-- CHALLENGE --
Please extract everything from the line containing "Segment every instance of the flower" down to the line containing "178], [78, 178]]", both included, and copy those lines exactly.

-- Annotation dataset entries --

——————————

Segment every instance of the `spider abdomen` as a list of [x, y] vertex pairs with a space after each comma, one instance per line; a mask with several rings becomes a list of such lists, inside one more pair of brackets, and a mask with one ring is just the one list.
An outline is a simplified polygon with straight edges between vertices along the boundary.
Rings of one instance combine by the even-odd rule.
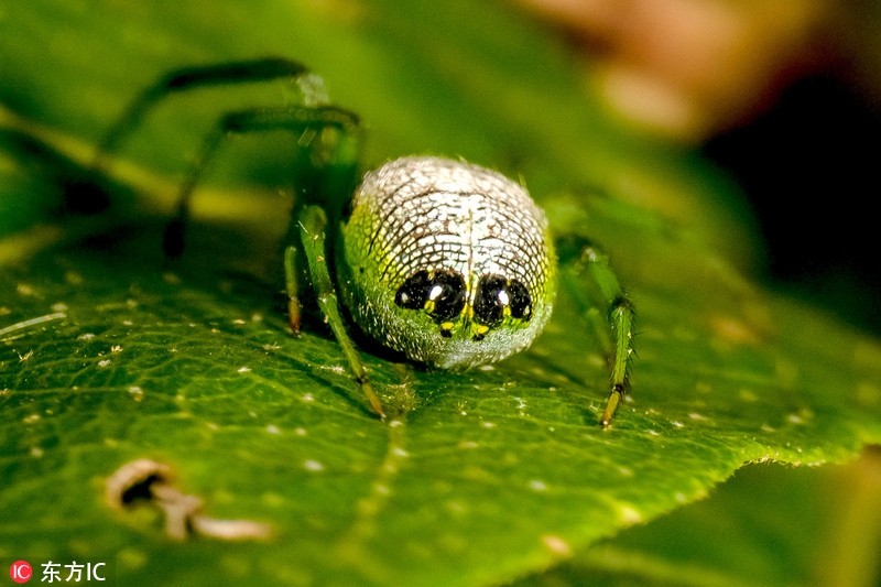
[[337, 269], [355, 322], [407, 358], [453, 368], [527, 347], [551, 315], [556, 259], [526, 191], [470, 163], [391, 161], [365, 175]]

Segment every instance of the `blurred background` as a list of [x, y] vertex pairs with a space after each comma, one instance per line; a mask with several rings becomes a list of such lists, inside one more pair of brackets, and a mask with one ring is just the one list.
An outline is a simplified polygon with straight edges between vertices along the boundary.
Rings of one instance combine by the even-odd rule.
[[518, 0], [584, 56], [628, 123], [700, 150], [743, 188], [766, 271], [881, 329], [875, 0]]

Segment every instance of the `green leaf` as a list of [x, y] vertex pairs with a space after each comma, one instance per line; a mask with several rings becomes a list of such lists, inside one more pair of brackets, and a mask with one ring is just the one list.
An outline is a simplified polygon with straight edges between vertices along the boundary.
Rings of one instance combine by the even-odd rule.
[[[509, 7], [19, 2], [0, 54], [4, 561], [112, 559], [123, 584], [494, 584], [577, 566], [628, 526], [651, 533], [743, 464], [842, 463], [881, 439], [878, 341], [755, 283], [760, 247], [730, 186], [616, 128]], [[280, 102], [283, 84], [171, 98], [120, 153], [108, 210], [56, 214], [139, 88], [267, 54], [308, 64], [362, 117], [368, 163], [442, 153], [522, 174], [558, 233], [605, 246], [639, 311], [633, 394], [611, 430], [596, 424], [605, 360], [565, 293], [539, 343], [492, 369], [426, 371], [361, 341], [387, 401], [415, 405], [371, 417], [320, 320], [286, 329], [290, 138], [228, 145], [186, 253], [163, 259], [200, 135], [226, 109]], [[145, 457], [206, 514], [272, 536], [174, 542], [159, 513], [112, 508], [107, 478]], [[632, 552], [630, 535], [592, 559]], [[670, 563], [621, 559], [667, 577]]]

——————————

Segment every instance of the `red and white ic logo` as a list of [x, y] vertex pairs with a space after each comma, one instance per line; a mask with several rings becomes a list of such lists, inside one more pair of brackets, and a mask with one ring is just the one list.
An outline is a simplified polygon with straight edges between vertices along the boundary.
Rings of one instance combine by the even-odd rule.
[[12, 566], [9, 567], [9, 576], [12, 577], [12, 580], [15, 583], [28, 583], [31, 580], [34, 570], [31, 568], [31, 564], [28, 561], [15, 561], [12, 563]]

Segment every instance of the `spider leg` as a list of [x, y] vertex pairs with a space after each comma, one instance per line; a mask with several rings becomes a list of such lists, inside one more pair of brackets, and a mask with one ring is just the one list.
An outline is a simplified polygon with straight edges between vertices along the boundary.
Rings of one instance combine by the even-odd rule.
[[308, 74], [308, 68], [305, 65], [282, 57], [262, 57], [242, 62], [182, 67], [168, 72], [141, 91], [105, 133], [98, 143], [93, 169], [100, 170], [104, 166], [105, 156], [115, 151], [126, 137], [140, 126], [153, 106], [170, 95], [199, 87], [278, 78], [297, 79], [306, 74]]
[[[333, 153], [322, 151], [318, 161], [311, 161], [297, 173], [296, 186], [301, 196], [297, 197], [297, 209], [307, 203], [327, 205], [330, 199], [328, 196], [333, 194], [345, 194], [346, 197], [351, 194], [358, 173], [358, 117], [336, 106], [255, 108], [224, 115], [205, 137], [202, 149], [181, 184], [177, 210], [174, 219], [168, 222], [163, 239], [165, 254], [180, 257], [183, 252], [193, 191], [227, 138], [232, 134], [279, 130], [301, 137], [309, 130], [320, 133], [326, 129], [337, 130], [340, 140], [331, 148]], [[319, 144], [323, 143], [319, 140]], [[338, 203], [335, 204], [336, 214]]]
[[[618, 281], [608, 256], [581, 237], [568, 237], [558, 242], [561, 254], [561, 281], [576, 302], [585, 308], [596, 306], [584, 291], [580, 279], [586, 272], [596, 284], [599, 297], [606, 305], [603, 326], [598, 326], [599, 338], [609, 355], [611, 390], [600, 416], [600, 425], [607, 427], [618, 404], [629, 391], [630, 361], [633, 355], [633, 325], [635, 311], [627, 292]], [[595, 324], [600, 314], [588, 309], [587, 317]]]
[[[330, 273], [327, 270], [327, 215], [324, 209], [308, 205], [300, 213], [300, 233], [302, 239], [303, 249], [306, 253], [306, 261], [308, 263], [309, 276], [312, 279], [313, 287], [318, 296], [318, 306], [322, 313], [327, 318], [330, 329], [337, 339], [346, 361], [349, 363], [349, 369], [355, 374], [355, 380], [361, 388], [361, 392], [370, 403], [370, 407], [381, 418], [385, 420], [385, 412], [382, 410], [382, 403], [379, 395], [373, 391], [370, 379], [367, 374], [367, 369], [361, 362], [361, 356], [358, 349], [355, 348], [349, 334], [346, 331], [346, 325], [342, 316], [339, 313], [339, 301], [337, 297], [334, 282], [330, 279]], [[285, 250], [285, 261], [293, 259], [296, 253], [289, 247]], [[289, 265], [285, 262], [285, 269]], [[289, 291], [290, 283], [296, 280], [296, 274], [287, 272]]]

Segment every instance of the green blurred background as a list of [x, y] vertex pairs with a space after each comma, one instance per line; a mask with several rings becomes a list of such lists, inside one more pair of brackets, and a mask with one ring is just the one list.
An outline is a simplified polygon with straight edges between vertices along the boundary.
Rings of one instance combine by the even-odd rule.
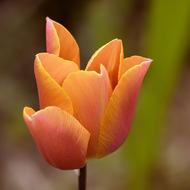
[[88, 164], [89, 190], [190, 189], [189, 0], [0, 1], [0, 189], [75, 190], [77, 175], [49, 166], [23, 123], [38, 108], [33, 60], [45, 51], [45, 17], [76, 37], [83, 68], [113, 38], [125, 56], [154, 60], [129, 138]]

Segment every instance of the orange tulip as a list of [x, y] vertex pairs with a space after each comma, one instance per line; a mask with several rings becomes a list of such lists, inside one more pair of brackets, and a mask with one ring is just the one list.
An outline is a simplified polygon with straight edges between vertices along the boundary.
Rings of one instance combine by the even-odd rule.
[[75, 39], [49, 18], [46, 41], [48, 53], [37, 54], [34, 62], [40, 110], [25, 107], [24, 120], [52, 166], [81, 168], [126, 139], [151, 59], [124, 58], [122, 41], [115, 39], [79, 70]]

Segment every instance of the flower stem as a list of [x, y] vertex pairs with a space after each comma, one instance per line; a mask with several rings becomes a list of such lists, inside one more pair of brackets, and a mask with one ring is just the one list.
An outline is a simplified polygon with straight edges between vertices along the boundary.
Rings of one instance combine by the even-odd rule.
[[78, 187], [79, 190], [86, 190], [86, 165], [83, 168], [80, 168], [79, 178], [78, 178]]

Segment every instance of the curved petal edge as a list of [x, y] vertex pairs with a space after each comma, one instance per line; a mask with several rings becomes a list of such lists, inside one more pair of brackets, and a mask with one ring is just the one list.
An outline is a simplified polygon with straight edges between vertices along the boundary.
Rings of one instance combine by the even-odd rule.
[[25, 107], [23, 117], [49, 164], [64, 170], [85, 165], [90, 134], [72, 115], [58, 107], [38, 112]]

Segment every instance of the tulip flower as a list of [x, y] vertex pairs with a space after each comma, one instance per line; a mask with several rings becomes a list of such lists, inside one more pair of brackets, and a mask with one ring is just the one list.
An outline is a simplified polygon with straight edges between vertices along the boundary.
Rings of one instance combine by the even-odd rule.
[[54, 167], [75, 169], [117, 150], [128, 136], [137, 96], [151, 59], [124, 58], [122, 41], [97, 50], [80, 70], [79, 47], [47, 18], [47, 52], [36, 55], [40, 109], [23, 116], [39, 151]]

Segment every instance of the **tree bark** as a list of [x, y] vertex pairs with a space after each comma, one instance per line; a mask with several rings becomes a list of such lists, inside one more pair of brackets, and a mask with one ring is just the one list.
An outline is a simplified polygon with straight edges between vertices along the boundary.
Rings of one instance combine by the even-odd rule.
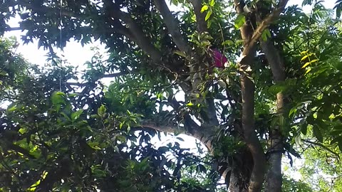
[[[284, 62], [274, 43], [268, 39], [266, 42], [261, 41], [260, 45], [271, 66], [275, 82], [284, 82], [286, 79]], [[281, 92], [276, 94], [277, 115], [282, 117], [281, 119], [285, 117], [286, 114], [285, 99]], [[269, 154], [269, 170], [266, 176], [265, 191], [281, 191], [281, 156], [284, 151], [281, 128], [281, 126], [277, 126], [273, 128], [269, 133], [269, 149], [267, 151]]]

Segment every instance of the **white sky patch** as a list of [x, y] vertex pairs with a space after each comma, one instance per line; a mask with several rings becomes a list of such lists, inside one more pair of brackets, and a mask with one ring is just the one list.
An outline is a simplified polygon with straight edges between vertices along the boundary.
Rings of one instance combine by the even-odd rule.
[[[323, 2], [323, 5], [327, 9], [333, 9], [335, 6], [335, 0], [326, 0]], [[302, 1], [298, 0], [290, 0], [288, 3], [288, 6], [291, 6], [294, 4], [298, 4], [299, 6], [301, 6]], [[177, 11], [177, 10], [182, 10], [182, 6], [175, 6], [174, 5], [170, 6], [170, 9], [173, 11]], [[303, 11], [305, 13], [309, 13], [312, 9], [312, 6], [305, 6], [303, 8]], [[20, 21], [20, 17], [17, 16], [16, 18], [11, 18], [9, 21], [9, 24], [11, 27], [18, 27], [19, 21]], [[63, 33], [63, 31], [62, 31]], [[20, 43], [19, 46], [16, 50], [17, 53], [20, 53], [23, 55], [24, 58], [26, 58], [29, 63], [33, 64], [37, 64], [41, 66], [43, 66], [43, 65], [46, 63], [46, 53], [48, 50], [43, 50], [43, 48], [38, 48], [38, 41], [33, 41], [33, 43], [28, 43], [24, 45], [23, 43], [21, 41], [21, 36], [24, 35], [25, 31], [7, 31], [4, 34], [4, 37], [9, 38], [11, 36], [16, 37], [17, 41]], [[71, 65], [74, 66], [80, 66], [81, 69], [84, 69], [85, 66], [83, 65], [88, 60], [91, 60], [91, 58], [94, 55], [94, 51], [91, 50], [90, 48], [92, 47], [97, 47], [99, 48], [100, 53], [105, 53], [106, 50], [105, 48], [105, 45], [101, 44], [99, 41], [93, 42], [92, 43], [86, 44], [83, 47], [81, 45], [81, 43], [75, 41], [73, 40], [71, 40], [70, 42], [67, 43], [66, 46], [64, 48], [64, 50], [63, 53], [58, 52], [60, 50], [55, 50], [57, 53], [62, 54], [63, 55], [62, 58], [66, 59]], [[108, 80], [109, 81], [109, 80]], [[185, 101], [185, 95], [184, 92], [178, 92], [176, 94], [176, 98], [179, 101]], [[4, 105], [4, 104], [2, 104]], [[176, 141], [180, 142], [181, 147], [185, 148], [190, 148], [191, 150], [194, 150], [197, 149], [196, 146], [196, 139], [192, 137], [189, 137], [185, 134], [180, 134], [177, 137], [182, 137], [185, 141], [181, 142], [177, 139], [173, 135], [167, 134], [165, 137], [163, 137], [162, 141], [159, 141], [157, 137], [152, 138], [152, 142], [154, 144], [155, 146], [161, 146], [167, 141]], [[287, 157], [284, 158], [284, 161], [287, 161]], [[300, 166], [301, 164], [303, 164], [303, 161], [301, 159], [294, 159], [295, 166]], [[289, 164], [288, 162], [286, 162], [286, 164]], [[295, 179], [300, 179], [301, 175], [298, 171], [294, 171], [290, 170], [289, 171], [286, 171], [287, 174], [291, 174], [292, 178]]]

——————————

-- SOLUTION FOR THIS EXERCISE --
Segment every instance of the flower stem as a list of [x, y] vertex pairs with a space after each comma, one instance per line; a mask with several rings becomes a list of such lists, inside one more pair of brackets, and a mask with one ring is just the one list.
An outline is a simplified polygon with straight edges between vertices along the boundary.
Rings of one instance combine by the even-odd rule.
[[78, 187], [79, 190], [86, 190], [86, 165], [83, 168], [80, 168], [79, 178], [78, 178]]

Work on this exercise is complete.